## Your instructions
Collect every line of the records below that contains the word "leather".

[Dataset excerpts on object pointing]
☆ ☆ ☆ ☆ ☆

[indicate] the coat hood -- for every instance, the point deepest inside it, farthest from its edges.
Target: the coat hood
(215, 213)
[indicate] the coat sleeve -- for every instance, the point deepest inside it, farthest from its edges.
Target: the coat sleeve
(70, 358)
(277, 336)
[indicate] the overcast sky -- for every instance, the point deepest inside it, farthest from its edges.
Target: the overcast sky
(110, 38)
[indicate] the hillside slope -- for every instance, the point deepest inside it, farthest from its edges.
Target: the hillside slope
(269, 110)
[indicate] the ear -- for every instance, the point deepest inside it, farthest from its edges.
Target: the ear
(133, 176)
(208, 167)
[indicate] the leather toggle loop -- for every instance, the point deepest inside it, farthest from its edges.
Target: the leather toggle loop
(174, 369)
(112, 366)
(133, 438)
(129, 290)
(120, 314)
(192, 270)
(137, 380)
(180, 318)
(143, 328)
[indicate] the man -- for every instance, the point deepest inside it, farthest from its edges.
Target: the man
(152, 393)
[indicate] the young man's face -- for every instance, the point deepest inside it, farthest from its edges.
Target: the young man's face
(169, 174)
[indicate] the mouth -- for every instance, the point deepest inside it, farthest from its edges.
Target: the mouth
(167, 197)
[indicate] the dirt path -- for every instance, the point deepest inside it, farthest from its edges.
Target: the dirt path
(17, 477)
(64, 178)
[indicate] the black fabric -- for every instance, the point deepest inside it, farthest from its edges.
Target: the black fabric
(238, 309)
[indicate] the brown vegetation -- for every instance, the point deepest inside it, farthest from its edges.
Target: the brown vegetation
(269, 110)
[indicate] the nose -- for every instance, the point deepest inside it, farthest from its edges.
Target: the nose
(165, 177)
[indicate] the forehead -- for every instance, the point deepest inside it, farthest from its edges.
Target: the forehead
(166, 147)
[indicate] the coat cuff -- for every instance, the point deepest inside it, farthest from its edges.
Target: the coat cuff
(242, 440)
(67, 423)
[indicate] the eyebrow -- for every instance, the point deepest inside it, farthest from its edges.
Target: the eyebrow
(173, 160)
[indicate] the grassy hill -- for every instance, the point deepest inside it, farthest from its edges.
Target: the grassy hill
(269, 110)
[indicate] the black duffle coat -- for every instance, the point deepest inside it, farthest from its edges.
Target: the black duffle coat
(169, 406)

☆ ☆ ☆ ☆ ☆

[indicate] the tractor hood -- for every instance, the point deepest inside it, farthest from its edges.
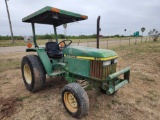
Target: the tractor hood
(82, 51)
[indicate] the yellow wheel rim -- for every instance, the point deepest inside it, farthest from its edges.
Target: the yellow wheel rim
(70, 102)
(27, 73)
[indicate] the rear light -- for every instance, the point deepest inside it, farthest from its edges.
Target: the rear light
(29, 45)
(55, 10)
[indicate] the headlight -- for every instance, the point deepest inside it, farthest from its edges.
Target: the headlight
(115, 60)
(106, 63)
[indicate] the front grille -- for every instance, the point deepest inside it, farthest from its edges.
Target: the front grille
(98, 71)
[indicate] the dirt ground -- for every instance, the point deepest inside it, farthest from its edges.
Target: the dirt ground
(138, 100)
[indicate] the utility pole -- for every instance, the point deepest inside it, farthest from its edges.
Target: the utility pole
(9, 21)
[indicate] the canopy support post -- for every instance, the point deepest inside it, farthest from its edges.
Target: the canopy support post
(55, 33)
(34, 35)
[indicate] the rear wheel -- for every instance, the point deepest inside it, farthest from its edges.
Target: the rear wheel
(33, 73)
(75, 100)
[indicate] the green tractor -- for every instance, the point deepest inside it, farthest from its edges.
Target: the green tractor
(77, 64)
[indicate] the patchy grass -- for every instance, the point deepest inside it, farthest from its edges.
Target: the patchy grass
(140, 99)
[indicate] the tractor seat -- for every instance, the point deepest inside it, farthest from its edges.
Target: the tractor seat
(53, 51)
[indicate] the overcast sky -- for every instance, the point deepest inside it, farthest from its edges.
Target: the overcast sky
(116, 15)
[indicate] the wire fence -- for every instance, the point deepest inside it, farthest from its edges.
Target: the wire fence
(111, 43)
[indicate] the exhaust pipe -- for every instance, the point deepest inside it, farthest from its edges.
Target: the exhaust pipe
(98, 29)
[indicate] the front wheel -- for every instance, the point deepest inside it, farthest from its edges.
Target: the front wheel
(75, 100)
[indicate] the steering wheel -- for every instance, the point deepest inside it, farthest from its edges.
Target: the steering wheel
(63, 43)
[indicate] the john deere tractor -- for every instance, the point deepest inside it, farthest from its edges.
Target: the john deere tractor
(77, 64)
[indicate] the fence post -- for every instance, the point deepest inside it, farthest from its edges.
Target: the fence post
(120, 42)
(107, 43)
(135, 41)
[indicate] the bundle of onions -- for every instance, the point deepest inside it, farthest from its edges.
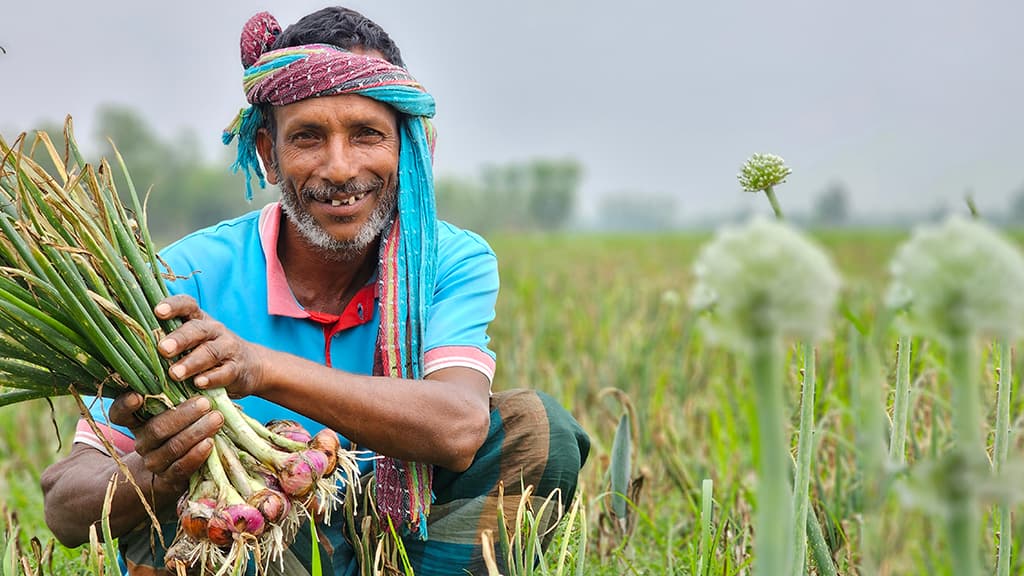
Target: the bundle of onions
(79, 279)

☆ ☆ ☆ ☆ ☆

## Finished task
[indicate] the leather toggle loop -- for every instance, the point deepest inside it, farthest from its edges.
Target: the leather toggle loop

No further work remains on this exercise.